[Task description]:
All lines containing the string "order" must be copied from the entries.

======

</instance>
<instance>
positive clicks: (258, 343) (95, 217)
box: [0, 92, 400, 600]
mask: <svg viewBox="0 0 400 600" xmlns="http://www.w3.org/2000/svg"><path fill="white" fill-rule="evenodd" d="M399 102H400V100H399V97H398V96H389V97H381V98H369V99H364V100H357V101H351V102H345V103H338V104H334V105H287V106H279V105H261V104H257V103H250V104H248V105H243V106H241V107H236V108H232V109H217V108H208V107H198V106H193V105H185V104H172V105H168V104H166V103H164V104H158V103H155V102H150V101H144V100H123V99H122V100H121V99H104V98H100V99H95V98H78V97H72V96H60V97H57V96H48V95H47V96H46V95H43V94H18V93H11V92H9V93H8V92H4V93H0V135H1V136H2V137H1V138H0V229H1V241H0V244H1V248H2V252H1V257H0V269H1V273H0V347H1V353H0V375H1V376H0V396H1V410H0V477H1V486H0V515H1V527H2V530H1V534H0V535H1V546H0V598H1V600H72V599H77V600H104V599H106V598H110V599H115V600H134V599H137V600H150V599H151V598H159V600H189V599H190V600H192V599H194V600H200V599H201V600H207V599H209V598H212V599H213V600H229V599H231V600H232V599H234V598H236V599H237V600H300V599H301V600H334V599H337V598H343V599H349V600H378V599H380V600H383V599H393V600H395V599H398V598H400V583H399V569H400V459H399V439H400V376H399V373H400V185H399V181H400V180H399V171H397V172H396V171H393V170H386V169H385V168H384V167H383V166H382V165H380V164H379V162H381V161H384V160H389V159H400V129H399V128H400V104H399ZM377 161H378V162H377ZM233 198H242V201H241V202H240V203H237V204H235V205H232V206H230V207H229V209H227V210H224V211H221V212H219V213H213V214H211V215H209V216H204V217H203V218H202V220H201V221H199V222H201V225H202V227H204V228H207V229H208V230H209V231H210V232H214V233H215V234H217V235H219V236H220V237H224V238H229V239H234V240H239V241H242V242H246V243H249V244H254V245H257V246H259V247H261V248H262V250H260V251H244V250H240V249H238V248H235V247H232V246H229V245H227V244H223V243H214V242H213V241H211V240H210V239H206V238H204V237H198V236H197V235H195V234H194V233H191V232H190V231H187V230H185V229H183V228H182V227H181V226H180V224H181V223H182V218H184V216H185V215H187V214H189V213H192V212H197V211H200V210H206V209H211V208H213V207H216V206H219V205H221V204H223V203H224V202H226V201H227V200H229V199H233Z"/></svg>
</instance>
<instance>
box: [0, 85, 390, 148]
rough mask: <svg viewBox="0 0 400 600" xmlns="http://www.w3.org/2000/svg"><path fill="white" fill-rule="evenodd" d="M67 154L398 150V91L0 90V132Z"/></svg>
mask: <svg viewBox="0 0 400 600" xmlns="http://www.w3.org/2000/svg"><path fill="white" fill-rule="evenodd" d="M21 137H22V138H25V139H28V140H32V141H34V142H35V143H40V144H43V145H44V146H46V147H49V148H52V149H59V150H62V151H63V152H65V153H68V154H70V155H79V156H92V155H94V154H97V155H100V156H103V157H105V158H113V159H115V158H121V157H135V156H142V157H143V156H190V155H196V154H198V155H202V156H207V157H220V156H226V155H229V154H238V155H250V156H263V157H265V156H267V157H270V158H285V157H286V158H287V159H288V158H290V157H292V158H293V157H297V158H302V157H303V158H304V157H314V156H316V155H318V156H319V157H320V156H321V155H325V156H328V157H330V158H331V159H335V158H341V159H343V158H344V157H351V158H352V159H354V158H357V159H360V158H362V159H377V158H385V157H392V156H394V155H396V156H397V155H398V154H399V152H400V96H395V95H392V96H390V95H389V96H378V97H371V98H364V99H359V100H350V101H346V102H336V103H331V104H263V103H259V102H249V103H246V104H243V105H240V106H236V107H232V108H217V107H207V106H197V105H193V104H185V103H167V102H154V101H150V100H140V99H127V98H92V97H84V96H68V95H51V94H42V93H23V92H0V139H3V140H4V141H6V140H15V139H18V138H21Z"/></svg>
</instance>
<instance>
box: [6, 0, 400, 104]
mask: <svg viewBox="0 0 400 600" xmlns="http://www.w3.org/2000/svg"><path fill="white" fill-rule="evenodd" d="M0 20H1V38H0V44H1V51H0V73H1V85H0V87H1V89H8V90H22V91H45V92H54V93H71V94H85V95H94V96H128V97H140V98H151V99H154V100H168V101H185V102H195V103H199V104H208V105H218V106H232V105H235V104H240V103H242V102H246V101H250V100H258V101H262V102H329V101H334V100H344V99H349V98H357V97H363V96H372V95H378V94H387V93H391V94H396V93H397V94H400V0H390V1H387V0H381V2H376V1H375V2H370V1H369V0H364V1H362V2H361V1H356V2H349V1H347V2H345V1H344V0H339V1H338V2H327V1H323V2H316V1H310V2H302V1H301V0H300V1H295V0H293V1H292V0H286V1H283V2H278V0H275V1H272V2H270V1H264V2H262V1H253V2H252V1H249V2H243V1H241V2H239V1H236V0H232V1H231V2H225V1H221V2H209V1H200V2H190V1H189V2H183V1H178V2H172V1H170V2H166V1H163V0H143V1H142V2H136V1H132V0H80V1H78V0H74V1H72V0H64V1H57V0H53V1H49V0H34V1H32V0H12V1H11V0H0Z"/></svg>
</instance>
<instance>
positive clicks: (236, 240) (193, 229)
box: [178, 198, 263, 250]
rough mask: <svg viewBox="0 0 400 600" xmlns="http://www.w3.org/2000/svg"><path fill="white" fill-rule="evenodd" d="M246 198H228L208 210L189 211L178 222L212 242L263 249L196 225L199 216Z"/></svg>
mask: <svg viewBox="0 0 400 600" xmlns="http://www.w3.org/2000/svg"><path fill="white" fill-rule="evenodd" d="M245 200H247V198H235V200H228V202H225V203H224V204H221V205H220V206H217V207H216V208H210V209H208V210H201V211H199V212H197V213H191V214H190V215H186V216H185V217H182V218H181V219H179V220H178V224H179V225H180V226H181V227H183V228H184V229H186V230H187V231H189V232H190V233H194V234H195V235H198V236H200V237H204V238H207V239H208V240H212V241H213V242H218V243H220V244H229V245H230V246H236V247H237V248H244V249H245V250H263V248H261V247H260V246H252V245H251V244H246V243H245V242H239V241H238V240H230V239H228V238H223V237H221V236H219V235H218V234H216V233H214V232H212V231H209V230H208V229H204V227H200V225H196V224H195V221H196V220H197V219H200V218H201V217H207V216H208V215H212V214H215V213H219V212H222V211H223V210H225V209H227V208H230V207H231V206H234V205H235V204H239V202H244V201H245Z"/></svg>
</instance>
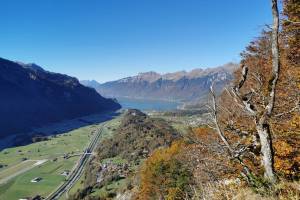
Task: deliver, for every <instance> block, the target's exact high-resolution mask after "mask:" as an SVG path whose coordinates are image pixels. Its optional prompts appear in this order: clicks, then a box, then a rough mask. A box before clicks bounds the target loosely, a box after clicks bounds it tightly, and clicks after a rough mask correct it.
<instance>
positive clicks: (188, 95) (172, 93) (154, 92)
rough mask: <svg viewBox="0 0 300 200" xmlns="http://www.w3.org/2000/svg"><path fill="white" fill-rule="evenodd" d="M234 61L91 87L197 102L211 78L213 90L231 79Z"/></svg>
mask: <svg viewBox="0 0 300 200" xmlns="http://www.w3.org/2000/svg"><path fill="white" fill-rule="evenodd" d="M236 68H237V64H234V63H228V64H225V65H223V66H219V67H216V68H207V69H194V70H192V71H189V72H186V71H179V72H175V73H167V74H159V73H156V72H153V71H151V72H146V73H140V74H138V75H137V76H132V77H127V78H123V79H120V80H117V81H111V82H106V83H104V84H100V85H97V86H95V88H96V90H97V91H98V92H99V93H101V94H102V95H104V96H107V97H114V98H120V97H127V98H139V99H156V100H169V101H185V102H191V101H198V100H199V99H201V98H203V97H204V96H205V95H207V94H208V91H209V87H210V85H211V83H212V82H213V81H214V83H215V84H214V85H215V88H216V91H217V92H220V91H221V90H222V89H223V88H224V86H225V85H226V84H227V83H228V82H229V81H230V80H231V79H232V78H233V75H232V73H233V71H234V69H236Z"/></svg>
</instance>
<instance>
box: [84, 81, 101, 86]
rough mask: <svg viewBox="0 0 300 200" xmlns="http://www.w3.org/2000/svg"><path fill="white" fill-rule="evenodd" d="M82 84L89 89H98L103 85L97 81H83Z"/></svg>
mask: <svg viewBox="0 0 300 200" xmlns="http://www.w3.org/2000/svg"><path fill="white" fill-rule="evenodd" d="M80 83H81V84H82V85H85V86H87V87H91V88H97V87H99V86H100V85H101V84H100V83H99V82H97V81H95V80H81V81H80Z"/></svg>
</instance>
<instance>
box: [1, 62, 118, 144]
mask: <svg viewBox="0 0 300 200" xmlns="http://www.w3.org/2000/svg"><path fill="white" fill-rule="evenodd" d="M0 91H1V93H0V113H1V117H0V119H1V120H0V138H3V137H5V136H9V135H11V134H17V133H21V132H25V131H30V130H31V128H32V127H39V126H43V125H47V124H49V123H52V122H58V121H61V120H67V119H73V118H77V117H81V116H85V115H90V114H95V113H101V112H105V111H114V110H116V109H119V108H120V105H119V104H118V103H116V102H115V101H113V100H111V99H106V98H104V97H102V96H101V95H100V94H99V93H97V92H96V90H95V89H92V88H88V87H85V86H83V85H81V84H80V83H79V81H78V80H77V79H76V78H73V77H70V76H67V75H63V74H58V73H53V72H48V71H46V70H44V69H43V68H42V67H40V66H38V65H36V64H24V63H20V62H12V61H9V60H6V59H3V58H0Z"/></svg>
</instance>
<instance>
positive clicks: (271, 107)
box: [210, 0, 280, 183]
mask: <svg viewBox="0 0 300 200" xmlns="http://www.w3.org/2000/svg"><path fill="white" fill-rule="evenodd" d="M271 1H272V15H273V28H272V37H271V43H272V73H271V77H270V79H269V81H268V84H269V85H268V88H269V89H268V94H267V95H265V96H263V97H262V98H263V99H264V101H265V102H266V106H263V109H259V111H258V107H259V105H256V104H255V103H253V102H252V101H251V100H252V98H253V96H254V95H257V93H256V92H255V91H254V90H253V89H251V91H249V92H246V93H245V94H242V93H241V92H240V89H241V88H243V86H244V84H245V82H246V81H247V78H248V76H249V69H248V67H247V66H246V65H242V74H241V78H240V80H239V81H238V83H237V84H236V85H234V86H233V87H232V90H231V91H228V92H229V93H230V96H231V97H232V98H233V99H234V101H235V103H236V104H237V105H238V106H239V107H240V108H242V109H243V110H244V112H245V113H247V115H248V116H250V117H251V118H252V119H253V120H254V123H255V127H256V131H257V134H258V136H259V141H260V145H261V158H262V159H261V160H262V165H263V167H264V176H265V178H266V179H267V180H268V181H269V182H271V183H275V182H276V181H277V177H276V175H275V172H274V167H273V165H274V160H273V158H274V155H273V148H272V138H271V131H270V118H271V117H272V115H273V108H274V104H275V97H276V86H277V81H278V78H279V73H280V63H279V47H278V31H279V14H278V6H277V0H271ZM258 82H259V78H258ZM259 84H261V83H259ZM211 95H212V105H211V106H210V109H211V111H212V116H211V117H212V121H213V123H214V126H215V127H214V129H215V130H216V132H217V133H218V135H219V137H220V138H221V140H222V141H223V143H224V144H225V146H226V147H227V148H228V150H229V152H230V153H231V154H232V156H233V157H235V158H237V159H238V160H239V161H240V163H241V164H242V165H244V163H243V161H242V157H241V155H242V153H243V152H244V150H245V148H246V147H243V148H239V149H234V148H233V147H231V146H230V144H229V142H228V140H227V138H226V137H225V135H224V133H223V131H222V129H221V126H220V125H219V122H218V111H217V104H216V100H215V94H214V91H213V86H212V87H211ZM260 95H261V94H260ZM244 169H246V170H248V168H247V166H245V165H244Z"/></svg>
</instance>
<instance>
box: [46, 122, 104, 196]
mask: <svg viewBox="0 0 300 200" xmlns="http://www.w3.org/2000/svg"><path fill="white" fill-rule="evenodd" d="M102 131H103V125H102V126H101V127H100V129H99V131H98V132H97V134H96V135H95V136H94V137H93V139H92V140H91V142H90V143H89V145H88V147H87V148H86V150H85V151H84V154H82V155H81V157H80V159H79V161H78V163H77V165H76V166H75V167H74V169H73V171H72V172H71V174H70V175H69V177H68V179H67V181H66V182H64V183H63V184H62V185H60V186H59V187H58V188H57V189H56V190H55V191H54V192H52V193H51V194H50V195H49V196H48V197H46V200H56V199H59V198H60V197H61V196H62V195H63V194H65V193H66V192H68V191H69V190H70V189H71V188H72V187H73V185H74V184H75V183H76V181H78V180H79V178H80V176H81V175H82V173H83V172H84V168H85V166H86V164H87V163H88V160H89V158H90V156H91V155H92V152H93V151H94V150H95V148H96V146H97V143H98V141H99V138H100V136H101V134H102Z"/></svg>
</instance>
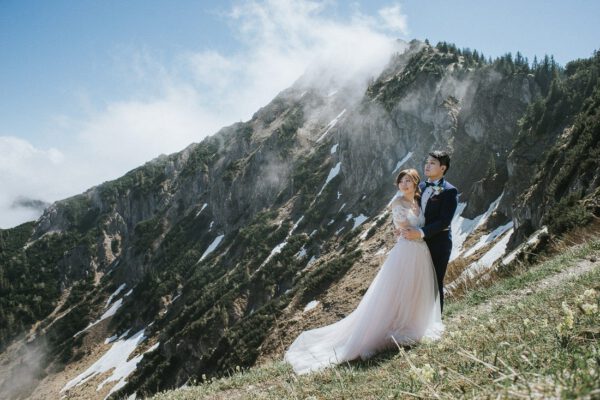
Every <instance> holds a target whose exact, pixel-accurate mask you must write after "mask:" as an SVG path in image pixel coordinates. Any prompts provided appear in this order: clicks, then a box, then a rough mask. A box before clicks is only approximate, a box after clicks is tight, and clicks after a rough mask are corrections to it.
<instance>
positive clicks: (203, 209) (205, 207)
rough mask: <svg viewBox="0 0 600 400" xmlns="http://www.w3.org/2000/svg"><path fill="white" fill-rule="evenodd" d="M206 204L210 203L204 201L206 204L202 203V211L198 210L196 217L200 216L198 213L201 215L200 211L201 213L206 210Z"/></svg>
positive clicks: (205, 203)
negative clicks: (200, 214) (205, 208)
mask: <svg viewBox="0 0 600 400" xmlns="http://www.w3.org/2000/svg"><path fill="white" fill-rule="evenodd" d="M206 206H208V203H204V204H203V205H202V208H201V209H200V211H198V212H197V213H196V217H198V215H200V213H201V212H202V211H204V209H205V208H206Z"/></svg>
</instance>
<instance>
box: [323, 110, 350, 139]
mask: <svg viewBox="0 0 600 400" xmlns="http://www.w3.org/2000/svg"><path fill="white" fill-rule="evenodd" d="M345 112H346V109H345V108H344V109H343V110H342V112H341V113H339V114H338V116H337V117H335V118H334V119H332V120H331V122H329V123H328V124H327V127H326V128H325V132H323V134H322V135H321V137H320V138H318V139H317V142H320V141H321V140H322V139H323V138H324V137H325V136H326V135H327V134H328V133H329V131H330V130H331V128H333V127H334V126H335V124H337V123H338V121H339V120H340V118H341V117H342V115H344V113H345Z"/></svg>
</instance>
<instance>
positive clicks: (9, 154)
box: [0, 0, 406, 227]
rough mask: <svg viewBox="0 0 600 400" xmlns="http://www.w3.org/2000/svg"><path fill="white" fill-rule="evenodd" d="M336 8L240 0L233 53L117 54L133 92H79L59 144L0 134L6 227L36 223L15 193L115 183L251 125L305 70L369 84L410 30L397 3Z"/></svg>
mask: <svg viewBox="0 0 600 400" xmlns="http://www.w3.org/2000/svg"><path fill="white" fill-rule="evenodd" d="M331 4H332V3H329V2H314V1H292V0H278V1H275V0H267V1H250V2H244V3H239V4H238V5H236V6H234V7H233V8H232V9H231V10H229V12H227V13H225V14H223V18H225V19H226V20H227V21H228V22H229V25H230V26H231V29H232V30H233V33H234V35H235V37H236V38H237V39H238V42H239V47H238V49H237V50H235V51H231V52H224V51H219V50H217V49H214V48H211V47H210V46H211V44H210V43H205V46H206V47H205V48H204V49H203V50H201V51H196V52H193V51H191V50H187V51H182V52H181V53H180V54H178V55H176V56H175V58H174V59H172V60H165V58H164V55H163V54H162V53H160V51H154V52H153V50H152V49H149V48H147V47H145V48H141V49H137V50H135V51H129V50H130V49H122V48H120V49H116V51H115V54H114V62H115V63H117V64H119V65H118V67H119V68H120V71H121V72H122V79H124V81H123V87H124V88H128V89H129V88H131V93H130V94H129V95H128V96H127V98H123V99H121V100H119V101H113V102H108V103H105V101H104V100H103V99H90V98H89V97H88V95H87V94H86V93H85V90H83V91H81V92H78V93H76V95H77V96H79V97H80V98H81V99H82V105H81V108H82V110H83V111H84V116H82V117H81V116H80V117H74V116H71V115H55V116H54V117H53V121H54V123H55V130H56V131H58V132H60V135H59V136H63V137H68V140H63V141H62V142H57V143H56V145H55V147H56V148H51V149H46V150H43V149H39V148H36V147H34V146H33V145H32V144H30V143H28V142H26V141H24V140H21V139H16V138H14V137H10V136H8V135H7V136H0V146H2V147H0V163H1V164H0V172H1V174H0V186H1V187H2V188H3V190H2V194H1V195H0V208H1V211H2V217H0V227H8V226H12V225H14V224H16V223H18V222H23V221H25V220H27V219H31V218H32V215H33V214H32V213H31V212H30V210H29V211H28V212H27V214H26V215H25V214H21V215H17V214H18V213H17V210H14V209H12V210H11V209H10V204H12V201H14V199H15V198H17V197H18V196H27V197H31V198H35V199H41V200H44V201H48V202H51V201H55V200H58V199H61V198H64V197H67V196H71V195H74V194H77V193H80V192H82V191H84V190H85V189H86V188H88V187H91V186H93V185H96V184H99V183H101V182H103V181H105V180H109V179H114V178H117V177H118V176H120V175H122V174H124V173H125V172H127V171H128V170H130V169H132V168H135V167H136V166H138V165H141V164H143V163H144V162H146V161H148V160H150V159H152V158H154V157H156V156H158V155H159V154H161V153H164V154H169V153H172V152H175V151H179V150H181V149H183V148H184V147H186V146H187V145H189V144H190V143H192V142H199V141H201V140H202V139H203V138H204V137H205V136H208V135H211V134H213V133H215V132H216V131H217V130H218V129H219V128H221V127H223V126H225V125H229V124H231V123H233V122H236V121H240V120H247V119H249V118H250V117H251V116H252V114H253V113H254V112H256V111H257V110H258V109H259V108H260V107H262V106H264V105H266V104H267V103H268V102H269V101H270V100H271V99H272V98H273V97H275V96H276V95H277V93H279V92H280V91H282V90H283V89H285V88H287V87H289V86H291V85H292V84H293V83H294V82H295V81H297V79H298V78H299V77H300V76H301V75H303V74H304V77H305V81H304V83H310V84H311V85H316V86H319V87H322V88H323V89H324V90H327V91H329V90H330V88H332V87H336V86H340V85H344V84H347V83H348V82H354V83H356V84H357V85H359V86H360V85H363V86H364V85H365V84H366V81H367V80H368V79H369V78H370V77H372V76H375V75H377V74H378V73H379V71H380V70H381V69H382V68H383V67H384V65H385V64H386V63H387V61H388V59H389V56H390V54H391V53H392V52H393V51H394V50H397V49H398V47H397V46H398V44H397V43H396V41H395V39H396V36H395V35H397V34H398V33H405V32H406V17H405V16H404V15H402V13H401V9H400V6H398V5H395V6H392V7H387V8H383V9H382V10H380V11H379V12H378V14H377V15H374V16H371V15H365V14H362V13H361V12H360V11H359V10H354V12H353V14H352V15H350V16H349V17H348V18H346V19H345V20H341V19H339V18H335V17H331V16H329V14H328V7H330V6H331ZM94 100H95V102H94ZM98 104H102V105H101V106H98ZM5 188H6V189H5ZM9 214H12V215H9Z"/></svg>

======

[Finished task]:
Task: deliver, for every <instance> block, the target's exact high-resolution mask after "mask:" as an SVG path whose coordinates are image pixels. Its optional prompts appear in this order: clicks, then a box, then a rough mask. A box before clicks bounds the target loosely, a box after clicks bounds it tightly, and clicks after a rough mask correct it.
Every <instance> holds a target whose exact, pixel-accurate mask you must write after "mask:" as an SVG path in image pixel coordinates. Any prompts provided appear in this order: clicks, then a box, then a rough mask. A box before clicks is only approximate, a box after clicks is tight, and clicks after a rough mask are corrections to it.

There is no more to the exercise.